Dataset rows showing where objects appear:
========
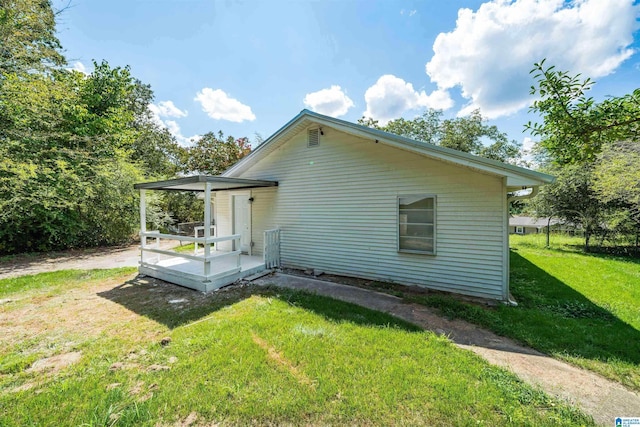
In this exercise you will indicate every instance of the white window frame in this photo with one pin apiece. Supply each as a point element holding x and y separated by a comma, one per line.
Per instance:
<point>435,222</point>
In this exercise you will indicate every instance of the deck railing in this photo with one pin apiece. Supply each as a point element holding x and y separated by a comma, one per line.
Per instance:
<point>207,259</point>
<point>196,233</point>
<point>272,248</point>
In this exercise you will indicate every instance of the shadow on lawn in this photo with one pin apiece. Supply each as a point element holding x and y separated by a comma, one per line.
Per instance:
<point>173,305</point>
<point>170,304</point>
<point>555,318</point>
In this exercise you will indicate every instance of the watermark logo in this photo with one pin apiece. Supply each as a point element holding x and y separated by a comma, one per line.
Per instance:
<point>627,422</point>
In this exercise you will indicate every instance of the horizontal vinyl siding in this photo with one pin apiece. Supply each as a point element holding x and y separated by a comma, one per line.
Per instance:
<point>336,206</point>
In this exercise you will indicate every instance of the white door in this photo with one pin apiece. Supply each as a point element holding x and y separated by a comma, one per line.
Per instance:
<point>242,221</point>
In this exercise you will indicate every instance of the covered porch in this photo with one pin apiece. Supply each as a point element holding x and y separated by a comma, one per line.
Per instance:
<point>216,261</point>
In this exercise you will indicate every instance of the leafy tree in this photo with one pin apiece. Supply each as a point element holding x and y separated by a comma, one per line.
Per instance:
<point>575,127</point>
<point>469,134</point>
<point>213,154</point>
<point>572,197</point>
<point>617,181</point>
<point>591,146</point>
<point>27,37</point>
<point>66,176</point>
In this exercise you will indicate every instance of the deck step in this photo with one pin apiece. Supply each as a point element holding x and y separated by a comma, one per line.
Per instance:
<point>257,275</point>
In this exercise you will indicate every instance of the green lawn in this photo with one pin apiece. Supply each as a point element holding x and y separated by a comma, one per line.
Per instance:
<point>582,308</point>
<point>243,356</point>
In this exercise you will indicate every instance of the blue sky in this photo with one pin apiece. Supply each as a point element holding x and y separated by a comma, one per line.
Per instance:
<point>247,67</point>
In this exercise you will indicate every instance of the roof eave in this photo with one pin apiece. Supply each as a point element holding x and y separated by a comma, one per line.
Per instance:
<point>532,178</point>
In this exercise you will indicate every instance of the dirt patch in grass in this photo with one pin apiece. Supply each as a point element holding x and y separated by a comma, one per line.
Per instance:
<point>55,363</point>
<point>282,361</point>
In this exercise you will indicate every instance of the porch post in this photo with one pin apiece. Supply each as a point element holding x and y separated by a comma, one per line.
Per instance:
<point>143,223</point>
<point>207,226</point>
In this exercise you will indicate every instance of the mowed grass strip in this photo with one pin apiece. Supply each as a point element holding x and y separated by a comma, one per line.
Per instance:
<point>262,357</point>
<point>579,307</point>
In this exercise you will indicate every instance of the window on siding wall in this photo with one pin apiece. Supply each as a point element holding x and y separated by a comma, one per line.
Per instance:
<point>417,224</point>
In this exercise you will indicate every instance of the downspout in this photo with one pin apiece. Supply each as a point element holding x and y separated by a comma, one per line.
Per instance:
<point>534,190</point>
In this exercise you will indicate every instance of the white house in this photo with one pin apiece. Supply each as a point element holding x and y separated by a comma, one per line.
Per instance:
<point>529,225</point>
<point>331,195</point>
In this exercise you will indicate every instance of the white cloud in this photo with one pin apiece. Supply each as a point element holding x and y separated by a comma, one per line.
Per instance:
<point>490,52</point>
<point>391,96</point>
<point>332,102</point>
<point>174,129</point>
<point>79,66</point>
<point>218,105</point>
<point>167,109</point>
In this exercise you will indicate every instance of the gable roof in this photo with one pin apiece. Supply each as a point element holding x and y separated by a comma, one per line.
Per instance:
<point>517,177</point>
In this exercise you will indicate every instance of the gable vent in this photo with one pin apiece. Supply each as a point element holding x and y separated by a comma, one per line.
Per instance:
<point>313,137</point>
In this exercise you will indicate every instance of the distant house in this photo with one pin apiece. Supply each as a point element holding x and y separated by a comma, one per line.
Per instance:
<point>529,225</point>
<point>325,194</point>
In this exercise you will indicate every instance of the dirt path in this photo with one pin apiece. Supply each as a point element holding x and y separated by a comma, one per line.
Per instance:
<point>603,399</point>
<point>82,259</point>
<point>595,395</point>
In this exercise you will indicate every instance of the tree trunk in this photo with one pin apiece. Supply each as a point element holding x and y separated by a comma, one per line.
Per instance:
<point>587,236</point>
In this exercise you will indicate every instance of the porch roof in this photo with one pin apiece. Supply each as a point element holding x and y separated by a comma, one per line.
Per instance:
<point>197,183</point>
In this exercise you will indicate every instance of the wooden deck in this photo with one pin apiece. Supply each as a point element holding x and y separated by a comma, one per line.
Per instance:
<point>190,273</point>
========
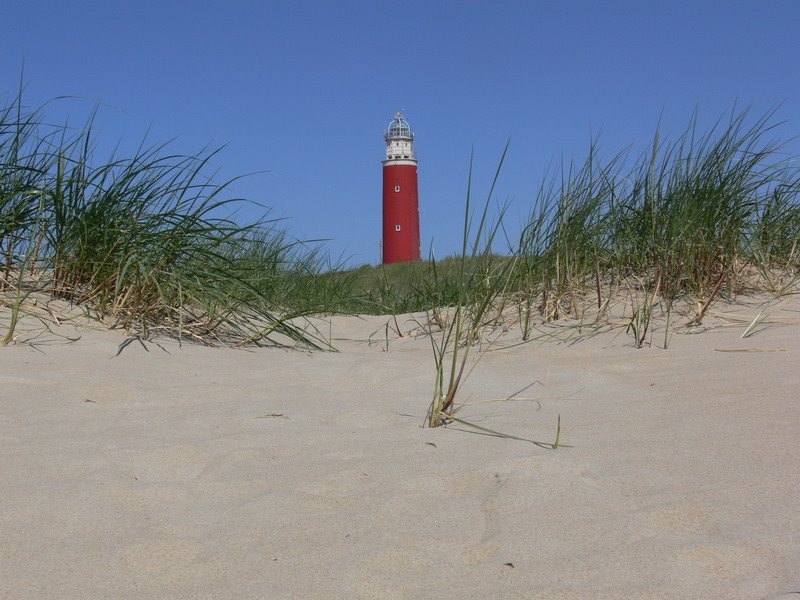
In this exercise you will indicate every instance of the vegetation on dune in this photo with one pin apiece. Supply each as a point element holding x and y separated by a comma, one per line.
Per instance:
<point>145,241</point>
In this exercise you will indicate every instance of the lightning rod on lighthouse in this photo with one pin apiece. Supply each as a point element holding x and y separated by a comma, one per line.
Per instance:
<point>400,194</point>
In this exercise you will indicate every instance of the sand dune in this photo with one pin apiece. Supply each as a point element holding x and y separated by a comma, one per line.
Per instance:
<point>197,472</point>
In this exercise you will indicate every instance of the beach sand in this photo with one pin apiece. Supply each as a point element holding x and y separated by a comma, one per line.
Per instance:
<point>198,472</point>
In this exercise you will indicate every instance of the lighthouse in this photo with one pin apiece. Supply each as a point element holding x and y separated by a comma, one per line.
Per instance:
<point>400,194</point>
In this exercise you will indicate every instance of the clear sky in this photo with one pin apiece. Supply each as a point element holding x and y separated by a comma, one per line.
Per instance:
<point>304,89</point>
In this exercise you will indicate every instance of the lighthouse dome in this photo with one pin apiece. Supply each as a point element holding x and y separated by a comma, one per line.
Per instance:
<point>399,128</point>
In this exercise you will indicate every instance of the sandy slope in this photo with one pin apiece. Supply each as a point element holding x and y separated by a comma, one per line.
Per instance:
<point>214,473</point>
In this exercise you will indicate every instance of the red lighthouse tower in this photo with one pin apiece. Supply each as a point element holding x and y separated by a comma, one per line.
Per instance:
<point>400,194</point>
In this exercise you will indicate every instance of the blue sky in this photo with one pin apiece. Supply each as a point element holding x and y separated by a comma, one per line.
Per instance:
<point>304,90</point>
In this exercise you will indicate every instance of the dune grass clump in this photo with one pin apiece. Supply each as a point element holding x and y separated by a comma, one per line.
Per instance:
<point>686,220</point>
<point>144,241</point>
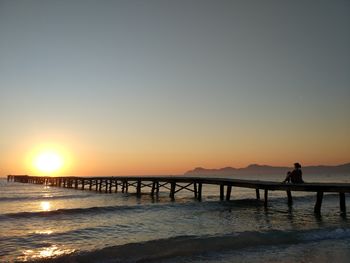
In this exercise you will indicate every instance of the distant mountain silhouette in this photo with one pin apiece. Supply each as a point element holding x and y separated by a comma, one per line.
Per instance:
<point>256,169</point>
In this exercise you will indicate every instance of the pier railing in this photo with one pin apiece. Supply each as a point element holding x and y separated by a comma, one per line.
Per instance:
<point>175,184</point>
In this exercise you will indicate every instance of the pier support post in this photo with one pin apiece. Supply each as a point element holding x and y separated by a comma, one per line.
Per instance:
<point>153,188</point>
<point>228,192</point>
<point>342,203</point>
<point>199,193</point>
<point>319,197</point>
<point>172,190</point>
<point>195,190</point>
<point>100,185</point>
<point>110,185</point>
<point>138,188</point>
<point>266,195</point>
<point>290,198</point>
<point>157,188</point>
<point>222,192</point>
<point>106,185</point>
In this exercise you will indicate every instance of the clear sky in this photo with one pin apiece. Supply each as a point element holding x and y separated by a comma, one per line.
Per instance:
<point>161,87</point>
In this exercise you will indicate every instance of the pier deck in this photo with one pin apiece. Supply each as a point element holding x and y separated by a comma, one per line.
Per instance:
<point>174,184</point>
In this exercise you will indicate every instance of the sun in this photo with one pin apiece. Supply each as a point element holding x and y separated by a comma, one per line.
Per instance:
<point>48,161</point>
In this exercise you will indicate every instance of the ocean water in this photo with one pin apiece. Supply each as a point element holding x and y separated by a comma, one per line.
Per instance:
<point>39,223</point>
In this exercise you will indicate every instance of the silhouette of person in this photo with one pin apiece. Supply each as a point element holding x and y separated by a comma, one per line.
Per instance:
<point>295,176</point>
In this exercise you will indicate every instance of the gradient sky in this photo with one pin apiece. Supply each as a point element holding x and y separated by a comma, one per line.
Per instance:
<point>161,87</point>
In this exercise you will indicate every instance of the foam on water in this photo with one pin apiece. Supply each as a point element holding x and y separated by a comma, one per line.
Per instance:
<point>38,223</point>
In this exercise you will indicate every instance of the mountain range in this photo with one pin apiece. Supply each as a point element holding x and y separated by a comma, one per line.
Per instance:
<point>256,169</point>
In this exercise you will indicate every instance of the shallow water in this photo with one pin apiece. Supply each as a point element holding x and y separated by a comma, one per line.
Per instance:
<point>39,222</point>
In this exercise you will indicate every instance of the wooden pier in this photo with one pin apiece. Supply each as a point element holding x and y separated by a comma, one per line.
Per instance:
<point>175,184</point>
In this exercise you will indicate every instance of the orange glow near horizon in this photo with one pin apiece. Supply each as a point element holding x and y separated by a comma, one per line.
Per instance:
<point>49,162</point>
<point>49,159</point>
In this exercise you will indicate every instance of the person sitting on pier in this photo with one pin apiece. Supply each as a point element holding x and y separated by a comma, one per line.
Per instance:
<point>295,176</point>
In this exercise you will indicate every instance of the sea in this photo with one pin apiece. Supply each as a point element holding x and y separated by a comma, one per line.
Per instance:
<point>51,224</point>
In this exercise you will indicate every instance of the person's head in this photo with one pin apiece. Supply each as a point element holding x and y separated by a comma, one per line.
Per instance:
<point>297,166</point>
========
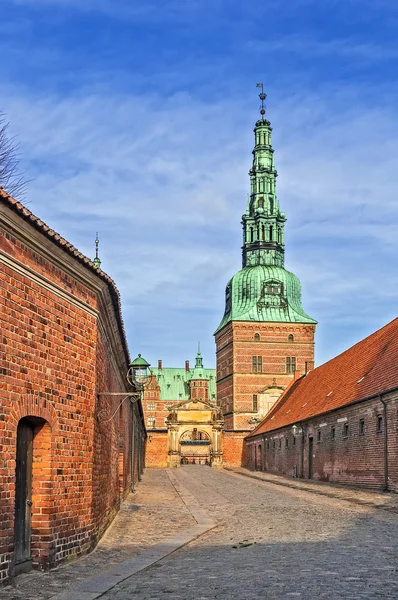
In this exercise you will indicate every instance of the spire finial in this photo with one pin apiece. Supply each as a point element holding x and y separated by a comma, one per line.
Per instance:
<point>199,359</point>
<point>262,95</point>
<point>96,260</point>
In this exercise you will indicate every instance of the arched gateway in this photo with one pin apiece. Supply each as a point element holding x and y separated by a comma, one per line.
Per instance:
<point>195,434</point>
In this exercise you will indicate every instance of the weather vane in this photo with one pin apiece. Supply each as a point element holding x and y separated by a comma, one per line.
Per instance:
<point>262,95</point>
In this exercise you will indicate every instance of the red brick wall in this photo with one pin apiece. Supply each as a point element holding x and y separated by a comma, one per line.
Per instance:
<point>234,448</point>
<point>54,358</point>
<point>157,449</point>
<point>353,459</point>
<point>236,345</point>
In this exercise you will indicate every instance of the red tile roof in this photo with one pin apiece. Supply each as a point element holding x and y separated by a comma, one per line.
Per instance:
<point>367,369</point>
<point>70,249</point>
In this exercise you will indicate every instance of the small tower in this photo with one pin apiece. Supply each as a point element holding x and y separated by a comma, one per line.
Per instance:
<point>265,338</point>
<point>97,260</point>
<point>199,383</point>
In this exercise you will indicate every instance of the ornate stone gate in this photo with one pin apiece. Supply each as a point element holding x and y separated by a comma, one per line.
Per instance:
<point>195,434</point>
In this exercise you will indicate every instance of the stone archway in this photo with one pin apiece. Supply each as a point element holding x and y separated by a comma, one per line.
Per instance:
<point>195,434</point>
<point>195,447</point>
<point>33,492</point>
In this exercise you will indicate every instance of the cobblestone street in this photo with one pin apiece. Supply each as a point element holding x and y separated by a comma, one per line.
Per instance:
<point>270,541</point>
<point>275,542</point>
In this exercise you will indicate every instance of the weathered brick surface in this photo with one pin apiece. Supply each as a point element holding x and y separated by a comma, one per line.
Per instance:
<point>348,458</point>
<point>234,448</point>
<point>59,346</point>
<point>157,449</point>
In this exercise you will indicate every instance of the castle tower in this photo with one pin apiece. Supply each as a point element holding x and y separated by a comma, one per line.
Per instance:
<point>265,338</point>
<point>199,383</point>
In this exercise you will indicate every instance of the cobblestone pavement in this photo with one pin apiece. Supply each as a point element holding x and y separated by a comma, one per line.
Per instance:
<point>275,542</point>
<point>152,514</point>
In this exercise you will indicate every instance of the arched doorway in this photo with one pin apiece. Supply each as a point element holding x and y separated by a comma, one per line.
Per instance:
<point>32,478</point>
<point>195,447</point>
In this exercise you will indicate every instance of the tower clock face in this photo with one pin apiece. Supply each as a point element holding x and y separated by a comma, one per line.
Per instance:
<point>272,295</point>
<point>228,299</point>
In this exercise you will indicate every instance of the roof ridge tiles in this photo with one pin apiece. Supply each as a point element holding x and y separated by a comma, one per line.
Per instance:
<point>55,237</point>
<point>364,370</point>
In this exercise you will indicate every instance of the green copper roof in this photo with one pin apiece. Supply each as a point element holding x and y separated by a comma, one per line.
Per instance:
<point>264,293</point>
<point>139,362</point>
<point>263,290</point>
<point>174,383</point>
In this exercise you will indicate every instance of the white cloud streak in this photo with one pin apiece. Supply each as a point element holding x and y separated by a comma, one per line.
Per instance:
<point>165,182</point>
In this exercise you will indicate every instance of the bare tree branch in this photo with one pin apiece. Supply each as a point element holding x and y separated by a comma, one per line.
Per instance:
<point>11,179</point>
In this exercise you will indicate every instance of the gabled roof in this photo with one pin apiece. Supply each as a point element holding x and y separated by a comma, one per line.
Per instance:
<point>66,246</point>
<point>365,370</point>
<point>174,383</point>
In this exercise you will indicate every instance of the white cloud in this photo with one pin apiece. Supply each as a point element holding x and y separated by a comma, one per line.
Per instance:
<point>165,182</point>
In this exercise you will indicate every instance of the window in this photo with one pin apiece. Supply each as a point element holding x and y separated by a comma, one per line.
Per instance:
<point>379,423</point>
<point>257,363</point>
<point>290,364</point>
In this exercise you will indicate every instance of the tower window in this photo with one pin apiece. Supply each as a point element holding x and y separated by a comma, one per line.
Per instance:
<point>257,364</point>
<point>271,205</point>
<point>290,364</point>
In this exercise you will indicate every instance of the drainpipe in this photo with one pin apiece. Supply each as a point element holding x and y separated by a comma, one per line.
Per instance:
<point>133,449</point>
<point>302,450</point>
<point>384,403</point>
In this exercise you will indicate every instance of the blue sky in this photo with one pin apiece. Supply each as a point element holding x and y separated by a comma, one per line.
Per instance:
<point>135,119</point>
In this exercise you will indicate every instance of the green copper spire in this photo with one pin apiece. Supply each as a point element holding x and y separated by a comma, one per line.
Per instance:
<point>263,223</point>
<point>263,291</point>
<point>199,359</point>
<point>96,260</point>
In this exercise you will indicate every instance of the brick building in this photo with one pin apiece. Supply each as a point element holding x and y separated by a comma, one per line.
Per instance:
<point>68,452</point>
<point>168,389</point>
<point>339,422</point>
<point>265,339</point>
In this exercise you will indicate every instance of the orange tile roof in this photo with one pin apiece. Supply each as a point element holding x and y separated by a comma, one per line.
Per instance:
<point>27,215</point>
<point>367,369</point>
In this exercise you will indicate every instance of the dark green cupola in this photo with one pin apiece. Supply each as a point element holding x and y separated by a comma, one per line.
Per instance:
========
SHORT EXERCISE: Substitute "a single marker each" for "one pin apiece" in the rows between the line holding "of the horizontal" and the line holding "<point>247,67</point>", inclusive. Return only those lines, with everything else unchanged.

WRITTEN ANSWER:
In this exercise you will indicate every instance of the horizontal vinyl siding in this photo with a single marker each. Supply each as a point element holding x and y separated by a comma, one per line.
Per instance:
<point>336,206</point>
In this exercise you will indicate every instance of the white door in this photo with a single marker each. Supply each as a point element holding x and y separated by a comma, one per line.
Per instance:
<point>242,221</point>
In this exercise you will indicate every instance of the covered porch in this photo with a single marker each. Supply each as a point element holding x and y separated by a comma, one per line.
Per instance:
<point>216,261</point>
In this exercise you will indicate every instance of the leafy tree in this photo with a single marker each. Supply each as a point element holding x and y separated by a comma, one per line.
Per instance:
<point>575,127</point>
<point>469,134</point>
<point>213,154</point>
<point>572,197</point>
<point>617,181</point>
<point>591,146</point>
<point>27,37</point>
<point>66,176</point>
In this exercise you will indicate every instance of the deck step in this photo with a single marker each. Supply each as a point element holding x and y separated by a comma, one per line.
Per instance:
<point>257,275</point>
In this exercise you will indicate every instance of the green lawn in this photo with a single marker each. Supply each as a point element holding x and y separated by a comma, one per line.
Per instance:
<point>582,308</point>
<point>243,356</point>
In this exercise you will indicate every instance of the blue sky in this photo with a single marker each. Supply each as a point element holding x and y separated by a comma, one per line.
Per instance:
<point>247,67</point>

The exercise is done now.